# PROVIDED PASSAGE
- Born: January 28, 1998 (age 28)
- Occupation: Hostess (former)
- Criminal status: Released
- Motive: Revenge for perceived infidelity; suicidal ideation
- Conviction: Attempted murder
- Criminal penalty: 3+1⁄2 years in prison

Details
- Date: May 23, 2019
- Locations: 6-chōme-20-7 Shinjuku, Shinjuku City, Tokyo, Japan
- Injured: Phoenix Luna
- Weapon: Kitchen knife

= Yuka Takaoka =

Japanese attempted murderer (born 1998)

Yuka Takaoka (高岡由佳, Takaoka Yuka, born 28 January 1998) is a Japanese woman known for having stabbed her boyfriend with a kitchen knife in their apartment in Shinjuku, Tokyo, in May 2019. She was found guilty of attempted murder in December 2019 and sentenced to 3 1/2 years in prison.

Takaoka gained an online following due to the circumstances of the attack and her physical appearance when she was described in media reports as a "real life yandere", a term in Japanese anime used to describe a girl who suddenly becomes aggressive, deranged, and homicidal towards a lover.

== Background ==
Not much is known about Yuka Takaoka's early life, besides that she was born an only child and, after dropping out of university to pursue a career in the Japanese Bar and Service industry, obtained a management position at a girls' hostess club in Shinjuku Ward, Tokyo. In October 2018, she met her boyfriend Phoenix Luna, who was a bar worker at the Fusion By Youth nightclub, located in the Kabukicho red-light district. Original reports stated that the couple moved into an apartment together on the fifth floor of Plaire Deuzq East Shinjuku 2 on May 20, 2019, but Luna later disputed this.

# WORK ORDER
Reproduce part of the Yuka Takaoka article word for word, starting at the words "Takaoka gained an" and ending after "later disputed this.". You won't need the material.

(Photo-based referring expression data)
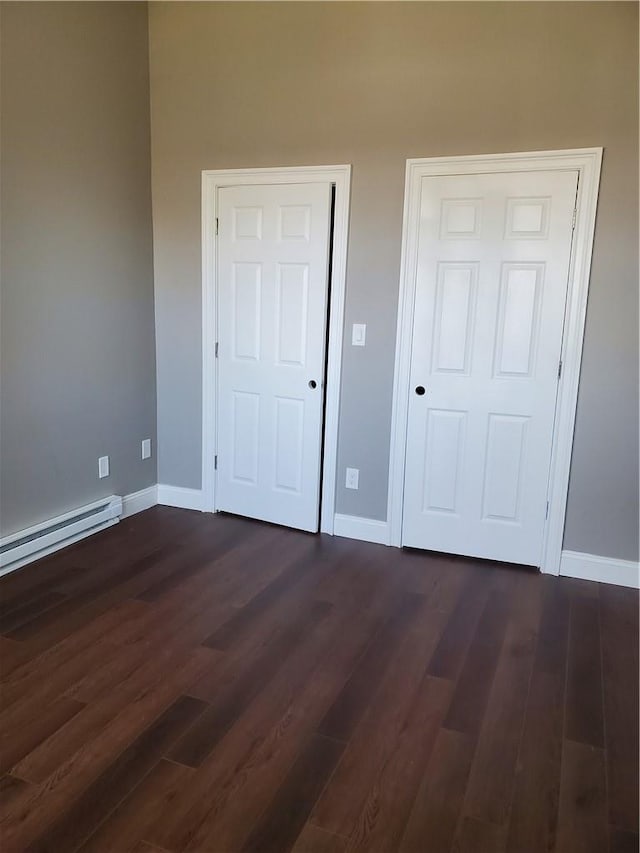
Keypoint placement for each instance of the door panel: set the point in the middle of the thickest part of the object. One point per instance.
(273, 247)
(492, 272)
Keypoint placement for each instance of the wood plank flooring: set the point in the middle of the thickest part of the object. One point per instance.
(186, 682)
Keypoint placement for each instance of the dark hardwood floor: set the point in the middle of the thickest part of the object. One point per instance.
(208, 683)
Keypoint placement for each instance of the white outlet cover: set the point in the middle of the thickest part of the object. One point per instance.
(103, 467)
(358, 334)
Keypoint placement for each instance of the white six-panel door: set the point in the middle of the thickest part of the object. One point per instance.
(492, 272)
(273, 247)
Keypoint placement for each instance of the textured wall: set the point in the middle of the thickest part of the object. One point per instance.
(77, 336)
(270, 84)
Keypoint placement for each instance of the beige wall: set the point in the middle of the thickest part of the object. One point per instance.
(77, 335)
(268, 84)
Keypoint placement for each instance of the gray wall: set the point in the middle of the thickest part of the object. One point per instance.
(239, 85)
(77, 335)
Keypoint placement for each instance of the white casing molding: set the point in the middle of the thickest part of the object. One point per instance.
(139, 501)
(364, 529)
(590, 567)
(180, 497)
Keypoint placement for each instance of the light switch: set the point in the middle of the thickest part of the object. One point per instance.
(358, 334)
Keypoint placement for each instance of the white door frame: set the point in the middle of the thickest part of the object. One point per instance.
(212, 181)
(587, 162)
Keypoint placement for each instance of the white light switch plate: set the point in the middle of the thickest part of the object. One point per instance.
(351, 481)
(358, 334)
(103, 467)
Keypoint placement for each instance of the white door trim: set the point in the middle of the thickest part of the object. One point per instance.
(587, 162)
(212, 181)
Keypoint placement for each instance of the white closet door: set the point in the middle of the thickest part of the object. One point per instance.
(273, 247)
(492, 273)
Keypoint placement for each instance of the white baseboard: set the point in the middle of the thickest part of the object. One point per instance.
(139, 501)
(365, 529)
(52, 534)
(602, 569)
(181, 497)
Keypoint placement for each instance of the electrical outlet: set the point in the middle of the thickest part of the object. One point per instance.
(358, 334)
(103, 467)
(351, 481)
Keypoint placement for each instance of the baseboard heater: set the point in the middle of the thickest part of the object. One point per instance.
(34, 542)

# ANSWER SPACE
Takaoka gained an online following due to the circumstances of the attack and her physical appearance when she was described in media reports as a "real life yandere", a term in Japanese anime used to describe a girl who suddenly becomes aggressive, deranged, and homicidal towards a lover.

== Background ==
Not much is known about Yuka Takaoka's early life, besides that she was born an only child and, after dropping out of university to pursue a career in the Japanese Bar and Service industry, obtained a management position at a girls' hostess club in Shinjuku Ward, Tokyo. In October 2018, she met her boyfriend Phoenix Luna, who was a bar worker at the Fusion By Youth nightclub, located in the Kabukicho red-light district. Original reports stated that the couple moved into an apartment together on the fifth floor of Plaire Deuzq East Shinjuku 2 on May 20, 2019, but Luna later disputed this.